> **Stated exercise**: Please repeat everything from the start of the data down to the line containing "[1067,320,1097,361]", both ends included, leaving each request line unchanged and scaling every bounding-box coordinate by 2.2, rounded to a whole number with halves going up. Give back only those lines.

[Raw data]
START
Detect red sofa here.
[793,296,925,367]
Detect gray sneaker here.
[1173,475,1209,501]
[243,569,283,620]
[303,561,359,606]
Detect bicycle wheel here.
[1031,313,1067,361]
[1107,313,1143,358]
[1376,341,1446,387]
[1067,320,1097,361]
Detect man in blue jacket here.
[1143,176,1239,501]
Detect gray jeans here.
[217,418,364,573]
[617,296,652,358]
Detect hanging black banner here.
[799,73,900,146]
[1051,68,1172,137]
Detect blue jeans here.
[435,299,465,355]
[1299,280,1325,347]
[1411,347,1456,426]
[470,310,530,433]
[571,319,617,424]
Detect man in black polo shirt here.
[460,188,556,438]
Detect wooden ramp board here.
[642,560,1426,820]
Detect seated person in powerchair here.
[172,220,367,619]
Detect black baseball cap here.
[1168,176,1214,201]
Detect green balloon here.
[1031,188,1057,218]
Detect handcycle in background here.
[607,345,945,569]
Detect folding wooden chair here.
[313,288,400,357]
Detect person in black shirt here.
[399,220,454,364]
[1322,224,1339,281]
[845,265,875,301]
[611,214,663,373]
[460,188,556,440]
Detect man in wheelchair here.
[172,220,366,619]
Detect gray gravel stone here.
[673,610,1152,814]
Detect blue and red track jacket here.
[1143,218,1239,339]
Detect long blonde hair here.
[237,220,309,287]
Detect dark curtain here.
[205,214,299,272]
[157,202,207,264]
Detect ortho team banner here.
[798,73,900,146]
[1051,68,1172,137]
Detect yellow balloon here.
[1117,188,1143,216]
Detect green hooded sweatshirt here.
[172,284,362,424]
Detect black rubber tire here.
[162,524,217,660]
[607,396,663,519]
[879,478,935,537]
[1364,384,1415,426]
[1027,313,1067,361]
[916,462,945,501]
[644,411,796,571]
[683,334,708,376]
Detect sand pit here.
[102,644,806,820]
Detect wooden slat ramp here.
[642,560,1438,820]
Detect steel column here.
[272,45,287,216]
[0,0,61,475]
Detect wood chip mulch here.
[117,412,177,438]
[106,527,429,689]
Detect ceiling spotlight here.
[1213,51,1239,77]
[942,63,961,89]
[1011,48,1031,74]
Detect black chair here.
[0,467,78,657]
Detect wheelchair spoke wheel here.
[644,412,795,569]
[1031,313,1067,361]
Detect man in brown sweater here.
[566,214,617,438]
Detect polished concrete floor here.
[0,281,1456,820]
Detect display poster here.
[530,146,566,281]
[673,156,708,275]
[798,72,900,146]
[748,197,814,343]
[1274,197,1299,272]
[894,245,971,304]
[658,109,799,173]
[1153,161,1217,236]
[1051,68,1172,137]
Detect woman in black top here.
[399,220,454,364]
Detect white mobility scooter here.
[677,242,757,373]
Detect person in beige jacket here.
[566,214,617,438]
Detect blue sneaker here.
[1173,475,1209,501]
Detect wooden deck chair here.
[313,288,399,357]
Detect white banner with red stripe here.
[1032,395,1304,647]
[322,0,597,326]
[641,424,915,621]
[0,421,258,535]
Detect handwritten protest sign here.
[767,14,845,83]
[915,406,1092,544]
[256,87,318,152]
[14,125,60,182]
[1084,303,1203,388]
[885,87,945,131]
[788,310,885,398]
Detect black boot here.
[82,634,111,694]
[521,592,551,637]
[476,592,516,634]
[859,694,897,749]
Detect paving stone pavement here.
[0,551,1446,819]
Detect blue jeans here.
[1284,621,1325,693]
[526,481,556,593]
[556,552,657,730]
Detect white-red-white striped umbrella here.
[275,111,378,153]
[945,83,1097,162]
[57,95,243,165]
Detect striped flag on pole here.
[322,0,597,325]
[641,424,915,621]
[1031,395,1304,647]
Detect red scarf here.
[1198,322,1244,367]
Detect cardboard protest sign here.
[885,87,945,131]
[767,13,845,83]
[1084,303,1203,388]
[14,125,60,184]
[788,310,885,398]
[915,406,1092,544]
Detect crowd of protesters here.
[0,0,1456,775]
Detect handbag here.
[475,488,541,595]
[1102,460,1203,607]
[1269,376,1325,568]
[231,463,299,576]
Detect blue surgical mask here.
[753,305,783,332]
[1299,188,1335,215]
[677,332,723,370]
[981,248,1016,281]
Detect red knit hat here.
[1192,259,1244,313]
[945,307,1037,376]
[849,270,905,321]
END
> **Solution**:
Detect red sofa here.
[1745,651,2035,807]
Detect gray sneaker here.
[2581,1045,2660,1102]
[535,1252,623,1364]
[667,1234,790,1333]
Detect bicycle wheel here.
[2268,689,2347,794]
[2435,689,2515,788]
[3027,750,3181,851]
[2347,704,2413,794]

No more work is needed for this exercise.